Exercise requirements:
Your reply should be the records below, duplicated exactly, with any picture removed.

+ + + +

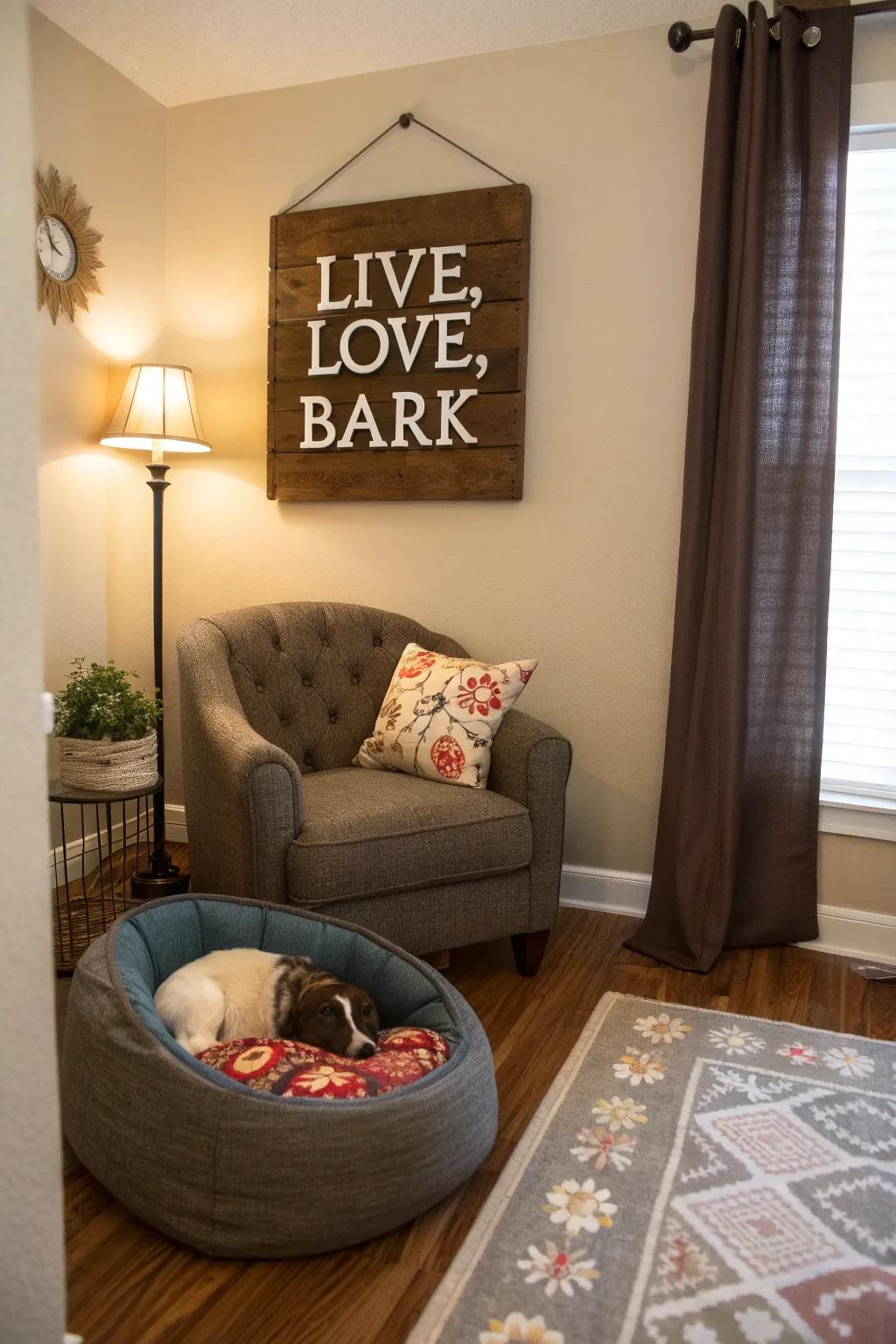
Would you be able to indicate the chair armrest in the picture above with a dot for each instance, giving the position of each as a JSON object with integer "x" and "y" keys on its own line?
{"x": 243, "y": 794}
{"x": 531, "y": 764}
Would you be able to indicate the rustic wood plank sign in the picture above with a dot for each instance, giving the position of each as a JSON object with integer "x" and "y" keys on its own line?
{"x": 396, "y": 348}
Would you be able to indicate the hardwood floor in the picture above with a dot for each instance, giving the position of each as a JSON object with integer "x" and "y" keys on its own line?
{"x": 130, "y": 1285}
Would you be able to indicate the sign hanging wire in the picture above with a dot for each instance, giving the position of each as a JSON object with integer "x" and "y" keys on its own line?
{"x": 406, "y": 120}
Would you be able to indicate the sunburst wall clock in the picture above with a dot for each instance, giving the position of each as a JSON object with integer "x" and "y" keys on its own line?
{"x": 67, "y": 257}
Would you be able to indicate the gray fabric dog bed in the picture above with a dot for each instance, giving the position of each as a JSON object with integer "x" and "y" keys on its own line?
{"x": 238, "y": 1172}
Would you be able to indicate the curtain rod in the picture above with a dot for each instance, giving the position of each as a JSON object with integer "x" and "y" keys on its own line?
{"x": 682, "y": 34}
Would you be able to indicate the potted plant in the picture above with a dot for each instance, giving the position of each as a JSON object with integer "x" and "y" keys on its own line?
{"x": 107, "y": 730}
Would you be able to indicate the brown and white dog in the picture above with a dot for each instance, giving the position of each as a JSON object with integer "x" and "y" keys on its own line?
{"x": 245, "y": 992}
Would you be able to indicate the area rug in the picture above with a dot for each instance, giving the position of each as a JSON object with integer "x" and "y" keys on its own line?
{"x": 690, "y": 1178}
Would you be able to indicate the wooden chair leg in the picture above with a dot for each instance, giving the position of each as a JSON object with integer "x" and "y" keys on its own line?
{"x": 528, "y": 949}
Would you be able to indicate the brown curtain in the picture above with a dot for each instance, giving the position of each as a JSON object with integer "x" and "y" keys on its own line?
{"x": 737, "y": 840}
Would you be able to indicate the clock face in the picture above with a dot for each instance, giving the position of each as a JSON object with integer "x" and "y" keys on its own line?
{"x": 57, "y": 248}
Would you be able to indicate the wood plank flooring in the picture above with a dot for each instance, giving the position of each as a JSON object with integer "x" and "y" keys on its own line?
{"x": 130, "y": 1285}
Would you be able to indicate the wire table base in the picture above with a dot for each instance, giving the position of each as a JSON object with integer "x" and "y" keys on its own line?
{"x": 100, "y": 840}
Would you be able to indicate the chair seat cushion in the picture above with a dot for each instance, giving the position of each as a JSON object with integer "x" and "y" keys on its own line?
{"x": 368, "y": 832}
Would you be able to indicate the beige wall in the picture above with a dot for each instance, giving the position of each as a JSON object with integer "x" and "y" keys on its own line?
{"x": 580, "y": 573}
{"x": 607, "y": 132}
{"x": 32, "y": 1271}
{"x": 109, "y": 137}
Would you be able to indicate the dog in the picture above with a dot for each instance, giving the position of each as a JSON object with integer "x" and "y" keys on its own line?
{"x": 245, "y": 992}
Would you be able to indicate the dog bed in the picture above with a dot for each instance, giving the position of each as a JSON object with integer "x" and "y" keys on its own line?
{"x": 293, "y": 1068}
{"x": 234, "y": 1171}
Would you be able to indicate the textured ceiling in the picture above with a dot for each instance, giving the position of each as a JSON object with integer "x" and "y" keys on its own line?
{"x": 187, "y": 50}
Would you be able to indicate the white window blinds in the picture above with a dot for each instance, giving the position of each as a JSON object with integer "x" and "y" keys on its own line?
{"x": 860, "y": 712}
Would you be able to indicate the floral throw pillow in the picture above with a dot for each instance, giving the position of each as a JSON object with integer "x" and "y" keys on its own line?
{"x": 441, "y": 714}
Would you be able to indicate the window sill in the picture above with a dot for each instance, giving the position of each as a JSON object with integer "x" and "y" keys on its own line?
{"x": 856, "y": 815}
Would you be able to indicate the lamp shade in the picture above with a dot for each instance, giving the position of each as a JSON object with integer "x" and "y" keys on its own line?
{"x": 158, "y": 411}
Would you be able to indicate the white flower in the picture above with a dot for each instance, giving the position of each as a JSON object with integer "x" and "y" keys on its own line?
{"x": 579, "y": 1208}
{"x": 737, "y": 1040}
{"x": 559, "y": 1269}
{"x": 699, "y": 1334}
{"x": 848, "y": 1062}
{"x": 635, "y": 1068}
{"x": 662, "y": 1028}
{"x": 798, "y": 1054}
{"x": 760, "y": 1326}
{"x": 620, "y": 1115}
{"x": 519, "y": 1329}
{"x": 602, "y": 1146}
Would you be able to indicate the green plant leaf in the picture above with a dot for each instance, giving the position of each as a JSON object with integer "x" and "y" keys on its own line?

+ + + +

Your response:
Would you be able to indicate the chair armrest in the picture above with a dot for each instance, giving the position of each as a JSON object with integer "x" and "y" keys on its own line?
{"x": 243, "y": 794}
{"x": 531, "y": 764}
Would you be able to indicate the rustic wood plank sign in the picture above with a dot for each instance, giving the position of each as a JSON object with integer "x" and "y" keys on its own line?
{"x": 396, "y": 348}
Would you be able to indicate the hardwood floor in the picture above with a dot for each instance, giving the position of each as a JSON object with integer "x" and "y" keys on its own line?
{"x": 130, "y": 1285}
Would you be able to indicate the sign hanging wire in the picture above with a dot for each instance, giving the position of each as a JSON object with integer "x" and "y" keys on its own line?
{"x": 406, "y": 120}
Would you be able to indicate the sunburst wall clock in the picture above with a dot for each instance, giving the position of each as a JSON object with integer "x" and "y" keys on its own line?
{"x": 67, "y": 257}
Would you be able to indicate the gray fabric dog bed in the picture above with a dot for each instance, giving the position of each as a JSON object with integer "x" and "y" keys on its own line?
{"x": 238, "y": 1172}
Would you be able to indicate the curtain rod in the picture above with a dot for each instance, giving the position of each as a JSON object with integer "x" and "y" keys on its own line?
{"x": 682, "y": 34}
Would you be able to indicate the potted plant in the picture above with a dot for each instance, giving the position of each as a JSON object with integer "x" and "y" keys on its own line?
{"x": 107, "y": 730}
Would you be able to indicate the brown and white dog in the picture above with a dot for each instance, giving the position of each as a JSON object with integer "x" and "y" keys on its own line?
{"x": 245, "y": 992}
Would you be able to indicate the area rug in the picture above with a dot for each instance, giving the position of each as a JSON object with integer "x" and "y" keys on its own line?
{"x": 690, "y": 1178}
Would you be able to indicate the wooden chair leg in the picture above with a dot for each instance, giving the position of each as a JSON object with integer "x" and "y" keys on its own line?
{"x": 528, "y": 949}
Would you be able to indicate the brown curtain in the picture above with a dot for each instance, giving the position of each as a JSON object with integer "x" and "y" keys on its own line?
{"x": 737, "y": 840}
Would you be able to indicate the clock face in the picture above with a dot for each instance, giving the position of each as a JSON object with integer "x" and "y" keys on its own line?
{"x": 57, "y": 248}
Would you be able to indicate the wood plank flooring in the picture above with a dot for each instance, giving the position of each as a JSON object with integer "x" and "y" keys on its own line?
{"x": 130, "y": 1285}
Would you be able to indicate the wire table base in the picture above with a dot for each instance, giving the position of each as a JSON object with integer "x" and "y" keys on its own line?
{"x": 100, "y": 840}
Would you be able to indicate the chair seat cushion in the picture above with a dot for each instance, giving the position of each as a JSON object with integer "x" and "y" keys on its own line?
{"x": 368, "y": 832}
Would you be able to indicate the beige wall in the picture above with a dot for each instance, giving the position of each as a JSON object with integer "x" and "y" keys on its own line?
{"x": 580, "y": 573}
{"x": 607, "y": 132}
{"x": 32, "y": 1271}
{"x": 109, "y": 137}
Would you be able to indicate the dog in the picture above with a dot for each instance, giving the position of each as a JSON object with integer "x" and "y" keys on its own line?
{"x": 245, "y": 992}
Would you be able to indicate the dog bed in the picture above with a dot for each instance, giving the position of each as a JSON object with integer "x" and "y" keys on its own line?
{"x": 293, "y": 1068}
{"x": 234, "y": 1171}
Would you be able to indicate the textured ceiling in the picture above with a dot for each instance, giving the position of each as a JSON object with integer "x" and "y" keys on its own line?
{"x": 187, "y": 50}
Would you be able to indicate the white window blinds in the picture above with a dot for each instance, giving the position of each as a JSON object with integer "x" and "y" keys on its own line?
{"x": 860, "y": 712}
Would you be able to indicate the floral throw pillow in the picture above with a dot for each instance, giving the position of each as a JSON object with integer "x" and "y" keys on its own line?
{"x": 441, "y": 714}
Would you be able to indicate the window sill in the picture above with a dot for each instance, giving the position of each as a JSON object with integer "x" and "y" keys on its own line?
{"x": 856, "y": 815}
Would you be able to indicate the lamp shade in the picture above with a dot for each instance, giving the position of each as a JSON object with integer "x" and "y" keys on its own line?
{"x": 158, "y": 411}
Would you be able to indicate the white flower in the picture above with a dot for each instance, giving the position of each as a JSON object with integer "x" and "y" keys on its own line?
{"x": 579, "y": 1208}
{"x": 737, "y": 1040}
{"x": 559, "y": 1269}
{"x": 699, "y": 1334}
{"x": 848, "y": 1062}
{"x": 635, "y": 1068}
{"x": 662, "y": 1028}
{"x": 798, "y": 1054}
{"x": 760, "y": 1326}
{"x": 620, "y": 1115}
{"x": 519, "y": 1329}
{"x": 602, "y": 1146}
Would you be able to indicate the green plant leaf in the picture above with a dot for each instance, giving the position of each as a JSON object with integer "x" and "y" keys on its own line?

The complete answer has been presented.